◆ Records for this exercise:
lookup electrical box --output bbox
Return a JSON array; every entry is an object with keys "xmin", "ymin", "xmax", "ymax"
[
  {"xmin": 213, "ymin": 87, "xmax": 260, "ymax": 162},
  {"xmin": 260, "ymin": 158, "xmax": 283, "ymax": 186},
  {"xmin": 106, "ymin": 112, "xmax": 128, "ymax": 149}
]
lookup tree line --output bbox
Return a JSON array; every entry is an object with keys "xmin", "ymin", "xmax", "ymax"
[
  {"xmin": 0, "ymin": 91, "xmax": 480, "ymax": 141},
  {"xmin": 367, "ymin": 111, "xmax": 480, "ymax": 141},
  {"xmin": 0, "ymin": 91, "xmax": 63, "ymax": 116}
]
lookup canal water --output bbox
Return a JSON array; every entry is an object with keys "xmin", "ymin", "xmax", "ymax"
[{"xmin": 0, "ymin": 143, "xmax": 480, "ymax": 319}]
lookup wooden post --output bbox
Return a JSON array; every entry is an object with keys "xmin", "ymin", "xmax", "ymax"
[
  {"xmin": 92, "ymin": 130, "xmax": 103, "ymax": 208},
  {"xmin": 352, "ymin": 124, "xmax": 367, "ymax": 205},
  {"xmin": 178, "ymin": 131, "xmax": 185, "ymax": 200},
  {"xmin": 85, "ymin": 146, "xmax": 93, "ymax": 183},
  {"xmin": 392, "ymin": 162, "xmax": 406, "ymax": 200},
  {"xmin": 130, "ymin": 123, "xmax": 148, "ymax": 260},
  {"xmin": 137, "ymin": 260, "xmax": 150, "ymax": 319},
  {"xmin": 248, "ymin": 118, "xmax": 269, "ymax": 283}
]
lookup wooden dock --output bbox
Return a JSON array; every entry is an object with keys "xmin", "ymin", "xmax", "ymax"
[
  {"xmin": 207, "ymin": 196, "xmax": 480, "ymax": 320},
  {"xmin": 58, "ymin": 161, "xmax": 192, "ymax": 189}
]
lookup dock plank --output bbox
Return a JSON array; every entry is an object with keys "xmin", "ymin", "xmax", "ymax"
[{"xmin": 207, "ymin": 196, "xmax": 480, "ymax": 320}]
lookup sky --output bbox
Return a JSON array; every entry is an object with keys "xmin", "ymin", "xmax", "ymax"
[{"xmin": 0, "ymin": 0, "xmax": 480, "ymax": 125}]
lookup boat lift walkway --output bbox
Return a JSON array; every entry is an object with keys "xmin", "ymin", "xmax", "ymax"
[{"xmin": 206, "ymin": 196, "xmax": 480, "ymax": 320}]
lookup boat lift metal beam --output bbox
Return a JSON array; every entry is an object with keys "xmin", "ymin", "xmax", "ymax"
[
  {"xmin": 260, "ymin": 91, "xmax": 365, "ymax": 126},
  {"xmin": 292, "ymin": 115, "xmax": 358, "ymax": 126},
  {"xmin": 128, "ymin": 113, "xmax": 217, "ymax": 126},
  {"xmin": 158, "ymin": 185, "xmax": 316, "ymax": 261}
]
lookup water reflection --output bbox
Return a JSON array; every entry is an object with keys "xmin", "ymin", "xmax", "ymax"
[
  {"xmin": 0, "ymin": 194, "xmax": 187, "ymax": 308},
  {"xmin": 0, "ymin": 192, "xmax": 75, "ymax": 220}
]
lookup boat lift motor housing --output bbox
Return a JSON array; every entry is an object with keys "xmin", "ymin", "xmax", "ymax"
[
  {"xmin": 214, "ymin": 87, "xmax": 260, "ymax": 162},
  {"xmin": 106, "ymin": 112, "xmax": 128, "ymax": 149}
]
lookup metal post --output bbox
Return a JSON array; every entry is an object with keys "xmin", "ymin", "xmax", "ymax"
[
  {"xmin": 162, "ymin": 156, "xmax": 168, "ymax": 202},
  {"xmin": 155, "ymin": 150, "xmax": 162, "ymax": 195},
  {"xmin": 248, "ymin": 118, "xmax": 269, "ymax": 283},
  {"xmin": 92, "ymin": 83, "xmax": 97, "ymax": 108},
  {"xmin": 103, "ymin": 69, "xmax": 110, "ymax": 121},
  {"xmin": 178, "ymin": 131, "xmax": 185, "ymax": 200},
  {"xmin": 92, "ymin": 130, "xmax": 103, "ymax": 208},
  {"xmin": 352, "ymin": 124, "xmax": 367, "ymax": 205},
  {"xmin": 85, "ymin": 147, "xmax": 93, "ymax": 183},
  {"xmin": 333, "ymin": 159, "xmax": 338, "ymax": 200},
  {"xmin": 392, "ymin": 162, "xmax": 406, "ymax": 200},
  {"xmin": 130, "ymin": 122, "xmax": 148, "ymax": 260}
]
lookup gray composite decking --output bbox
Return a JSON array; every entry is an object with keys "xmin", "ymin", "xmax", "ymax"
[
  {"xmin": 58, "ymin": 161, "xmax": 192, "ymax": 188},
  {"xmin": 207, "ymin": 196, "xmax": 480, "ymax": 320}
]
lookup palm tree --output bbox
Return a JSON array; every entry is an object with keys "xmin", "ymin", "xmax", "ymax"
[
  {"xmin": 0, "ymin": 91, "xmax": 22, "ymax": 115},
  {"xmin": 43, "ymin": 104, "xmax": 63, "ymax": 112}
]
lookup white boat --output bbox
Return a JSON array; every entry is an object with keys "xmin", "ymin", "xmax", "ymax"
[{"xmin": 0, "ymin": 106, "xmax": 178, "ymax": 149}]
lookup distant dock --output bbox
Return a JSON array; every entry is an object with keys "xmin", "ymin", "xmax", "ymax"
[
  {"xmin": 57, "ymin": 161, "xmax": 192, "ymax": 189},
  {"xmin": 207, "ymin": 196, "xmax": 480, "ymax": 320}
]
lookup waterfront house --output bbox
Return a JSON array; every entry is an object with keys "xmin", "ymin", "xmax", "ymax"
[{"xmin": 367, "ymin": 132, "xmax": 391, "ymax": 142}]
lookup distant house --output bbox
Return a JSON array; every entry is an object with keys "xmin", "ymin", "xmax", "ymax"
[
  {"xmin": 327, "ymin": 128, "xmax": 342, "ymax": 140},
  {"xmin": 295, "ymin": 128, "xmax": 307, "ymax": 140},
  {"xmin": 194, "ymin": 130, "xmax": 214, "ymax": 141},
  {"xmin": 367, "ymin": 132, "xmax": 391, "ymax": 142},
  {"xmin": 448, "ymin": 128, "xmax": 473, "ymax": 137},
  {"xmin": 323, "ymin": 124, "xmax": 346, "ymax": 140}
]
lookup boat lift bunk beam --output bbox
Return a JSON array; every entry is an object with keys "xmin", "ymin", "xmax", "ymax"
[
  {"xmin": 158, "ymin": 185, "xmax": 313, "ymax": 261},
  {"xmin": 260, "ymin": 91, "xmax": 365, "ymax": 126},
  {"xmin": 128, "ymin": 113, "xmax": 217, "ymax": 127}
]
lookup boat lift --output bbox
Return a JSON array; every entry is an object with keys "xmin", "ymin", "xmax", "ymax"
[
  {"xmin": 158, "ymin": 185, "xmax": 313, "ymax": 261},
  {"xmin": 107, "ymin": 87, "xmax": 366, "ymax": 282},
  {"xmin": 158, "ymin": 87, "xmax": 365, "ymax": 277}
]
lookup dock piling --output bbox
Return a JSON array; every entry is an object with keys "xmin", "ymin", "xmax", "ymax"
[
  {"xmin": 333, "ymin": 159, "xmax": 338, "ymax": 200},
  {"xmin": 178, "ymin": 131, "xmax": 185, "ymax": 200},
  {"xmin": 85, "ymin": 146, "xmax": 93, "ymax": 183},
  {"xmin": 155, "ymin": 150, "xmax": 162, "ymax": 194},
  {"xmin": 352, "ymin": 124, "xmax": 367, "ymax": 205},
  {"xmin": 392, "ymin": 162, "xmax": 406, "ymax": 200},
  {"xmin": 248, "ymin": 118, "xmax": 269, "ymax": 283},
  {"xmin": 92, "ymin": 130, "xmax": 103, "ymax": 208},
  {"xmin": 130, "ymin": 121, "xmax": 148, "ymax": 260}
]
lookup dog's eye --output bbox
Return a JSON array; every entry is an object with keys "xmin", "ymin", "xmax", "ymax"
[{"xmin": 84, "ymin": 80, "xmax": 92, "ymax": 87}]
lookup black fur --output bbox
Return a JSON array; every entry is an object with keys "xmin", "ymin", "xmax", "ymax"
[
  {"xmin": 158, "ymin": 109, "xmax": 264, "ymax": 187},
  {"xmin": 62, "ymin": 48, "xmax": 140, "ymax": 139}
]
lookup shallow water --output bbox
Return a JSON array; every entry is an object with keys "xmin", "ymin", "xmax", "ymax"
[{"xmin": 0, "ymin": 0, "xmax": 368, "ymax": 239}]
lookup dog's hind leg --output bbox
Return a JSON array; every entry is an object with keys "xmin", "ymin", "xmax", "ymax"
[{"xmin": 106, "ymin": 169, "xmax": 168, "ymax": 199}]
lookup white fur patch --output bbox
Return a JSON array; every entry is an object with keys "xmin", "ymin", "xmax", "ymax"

◆ What you are asked to do: Present the data from the line containing "lookup white fur patch --output bbox" through the end of the data as a Markdown table with the columns Row and Entry, giving each line's row number and its wording and omitting any blank lines.

◆ Response to this exercise:
| Row | Entry |
|---|---|
| 1 | lookup white fur patch --output bbox |
| 2 | Return a JSON array; every entry is an object with keys "xmin", "ymin", "xmax", "ymax" |